Work request: Whenever a line below holds the word "blurred", copy that line.

Dataset entries:
------------------------------------------------------------
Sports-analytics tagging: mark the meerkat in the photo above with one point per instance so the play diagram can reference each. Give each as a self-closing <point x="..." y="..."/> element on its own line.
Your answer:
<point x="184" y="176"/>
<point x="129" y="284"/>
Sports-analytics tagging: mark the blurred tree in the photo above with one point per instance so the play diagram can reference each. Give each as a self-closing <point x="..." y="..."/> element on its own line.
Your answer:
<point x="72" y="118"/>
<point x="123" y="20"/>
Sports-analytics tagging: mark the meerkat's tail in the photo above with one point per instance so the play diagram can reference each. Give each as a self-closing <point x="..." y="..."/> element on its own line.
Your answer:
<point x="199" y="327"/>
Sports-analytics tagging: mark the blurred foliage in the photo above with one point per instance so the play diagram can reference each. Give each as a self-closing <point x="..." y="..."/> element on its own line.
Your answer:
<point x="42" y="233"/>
------------------------------------------------------------
Task result:
Sports-analytics tagging: mark the blurred tree in the photo above with one point per instance so the play diagram can reference each. Give each as a self-closing <point x="..." y="..."/> element on its own line.
Sports-analytics tagging: mark the blurred foliage in the photo above with one point per instance so the play diagram can reference each. Give each as a self-closing <point x="..." y="..."/> element on its own line.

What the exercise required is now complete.